◆ **Short exercise**
Recast the lines below as a JSON list of strings, one string per line, with blank lines omitted.

◆ **Records to use**
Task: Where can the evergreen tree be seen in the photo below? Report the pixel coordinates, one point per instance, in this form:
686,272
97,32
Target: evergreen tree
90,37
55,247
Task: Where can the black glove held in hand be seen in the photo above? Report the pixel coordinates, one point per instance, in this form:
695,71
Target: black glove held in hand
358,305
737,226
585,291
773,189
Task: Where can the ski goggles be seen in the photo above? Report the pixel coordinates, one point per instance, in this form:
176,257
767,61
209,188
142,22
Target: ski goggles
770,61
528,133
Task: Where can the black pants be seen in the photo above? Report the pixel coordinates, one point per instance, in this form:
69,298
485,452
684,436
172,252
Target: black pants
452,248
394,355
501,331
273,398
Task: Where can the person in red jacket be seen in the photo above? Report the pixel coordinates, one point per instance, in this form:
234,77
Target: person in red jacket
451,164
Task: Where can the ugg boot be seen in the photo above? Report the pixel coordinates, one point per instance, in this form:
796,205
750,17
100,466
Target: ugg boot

◆ **Answer to the problem**
[
  "Task: Where can the evergreen tree be seen in the photo below? Report the pixel coordinates, one point per instance, in this form:",
  "686,272",
  "97,32",
  "Target: evergreen tree",
  "90,37",
  "55,247",
  "Task: Where can the black glove held in hand be seen in the photo above? Report the pixel coordinates, one point per instance, in this form:",
  "695,71",
  "Target: black glove held in hand",
  "358,305",
  "737,226",
  "585,291",
  "773,189",
  "Task: Where can the ski goggles be seen in the photo above? Report the pixel coordinates, one point per instance, in this form:",
  "176,257",
  "767,61",
  "209,188",
  "142,22",
  "Target: ski goggles",
  "770,61",
  "528,133",
  "Task: Where can the black pants be seen in the photo above? Report the pixel coordinates, one point per instance, in this form:",
  "69,298",
  "485,452",
  "684,436",
  "172,252",
  "Target: black pants",
  "452,248",
  "394,355",
  "501,331",
  "273,398",
  "Task: Where can the person in red jacket be seen in the photo above? Report the pixel coordinates, one point per instance, in this form:",
  "234,77",
  "Target: person in red jacket",
  "451,164",
  "Task: Where can the ugg boot be seen in the photo above? Report the pixel coordinates, one point per instance, in this form:",
  "796,205",
  "750,17",
  "100,466",
  "Target: ugg boot"
]